• [Fragmento del documento]
• • • •

Envío 13 (una mastina, dos amigos, flores…)

© Ilustración de Julia D. Velázquez.
© Ilustración de Julia D. Velázquez.

Por ILDEFONSO RODRÍGUEZ

Esos hombres en bicicleta, esos ciclistas que van y vienen, libres, como los perros sin amo; a lo suyo van, solitarios y siempre pedaleando muy despacio.

Escena en un bar atestado, es la Noche de Reyes. En los servicios se ha formado una tertulia de fumadores. Pero ambos servicios, hombres, mujeres, están disponibles, un milagro. Dudo un instante y una chica me señala la, puerta de los hombres. Interviene un tipo: No te preocupes, da igual, aquí todos somos anfibios, más o menos. Anfibios, una clasificación de género en la que ni siquiera Beatriz Preciado había caído.

Salen de un bar dos amigos viejos. Ando cojo, dice uno, cabreado, se ve a las claras que anda bastante cojo. Los demás también, le responde el colega, menudo y zascandil. Todo un modo de relacionarse –leonés, acabamos por decir– está ahí sintetizado, en esa perla.

Se le oyó. Al músico vanguardista, ése, el de la improvisación libre y abstracta, se le oyó ir cantando por la calle: Yo sé que este verano te vas a enamorar, te vas a enamorar, te vas a enamorar…
Ése era yo.

Una mujer da voces desde el balcón de su casa, amenaza, cada vez suenan más amenazantes y poderosas sus voces, crece su ira, compite en volumen con la ambulancia que se acerca…
En otro barrio muy alejado, a la puerta de uno de esos bares residuales, de cuando la ciudad se rozaba con el pueblo, veo a un viejo yeyé, con su refresco en la mano (¿Mirinda?). Lleva el pelo de permanente, ensortijado, teñido de un negro que siempre se conoció como de ala de cuervo; pero la vejez del pelo y el efecto del tinte han causado un efecto devastador, parece borra ese pelo, como el pelucón de un muñeco antiguo, aquel llamado Fantoche. Él, seguro, creía ir a la moda afro. La camisa de satén negro, los vaqueros y los mocasines blancos… Dispuesto para subir al escenario del mítico Festival de San Remo, y por la noche ir al baile de vampiros que se llama Los Modernos. Qué maniquí embalsamado, qué imagen de mi juventud, qué familiar (busqué un espejo y me quise mirar, dice el tango) esa momia al ritmo del twist…
Las dos imágenes, correspondidas,  en la misma mañana, en dos extremos, relativos, de mi ciudad.

• • • •

• [Material proporcionado]
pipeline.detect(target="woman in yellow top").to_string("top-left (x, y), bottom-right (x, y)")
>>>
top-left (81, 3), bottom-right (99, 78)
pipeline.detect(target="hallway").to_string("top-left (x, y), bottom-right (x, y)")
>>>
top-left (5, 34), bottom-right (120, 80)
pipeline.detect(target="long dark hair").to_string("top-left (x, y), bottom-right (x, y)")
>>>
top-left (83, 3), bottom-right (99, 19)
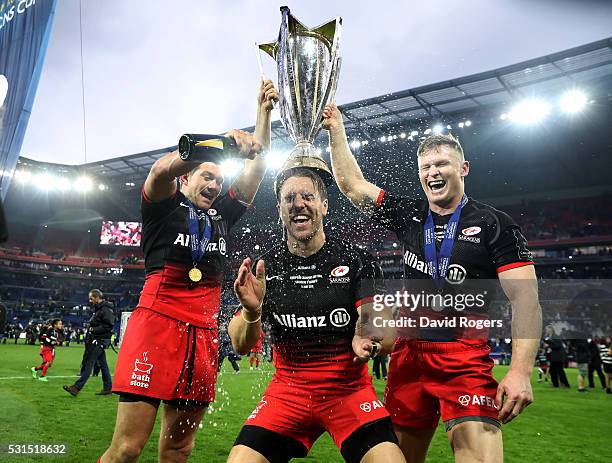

• • • •

• [Objetivo de la tarea] Prosigue, por favor, la crónica de escenas de la ciudad a partir de su última frase. El listado es material aparte y no forma parte de la crónica.

• [Respuesta del ejercicio]
“Encendiendo el móvil, apagamos la calle”. (Zygmunt Bauman)

Una perra, una mastina mestiza, de color leche y miel, con las ubres colgantes por los muchos partos, recién detenida por los guardias municipales; la habían atado a un contenedor con una cadena, el rabo entre las patas, temblorosa, miraba a los guardias que, con el teléfono en la oreja, pedían refuerzos a los sayones de la perrera. Aquel modo de mirarlos, sabiendo que allí se decidía su suerte (perra).
Una mañana de diciembre luminosa, pero ya ensombrecida por la escena. Sentí, con total convicción, que la perra era una conciudadana, sujeta a leyes tan desconocidas para ella como para mí, si se les ocurre detenerme.
Ella, madre, sufridora, abandonada, perdida en el mundo. Por  poco tiempo.

Más correspondencias. Escribe Marcel Camus en sus Carnets: “Florencia. En un rincón de cada iglesia, puestos de flores, mantecosas y brillantes, perladas de agua, cándidas”.
Otra mañana, bajo los toldos del mercado estaban esas mismas flores, las flores de la infancia, a plena luz, cegadoras.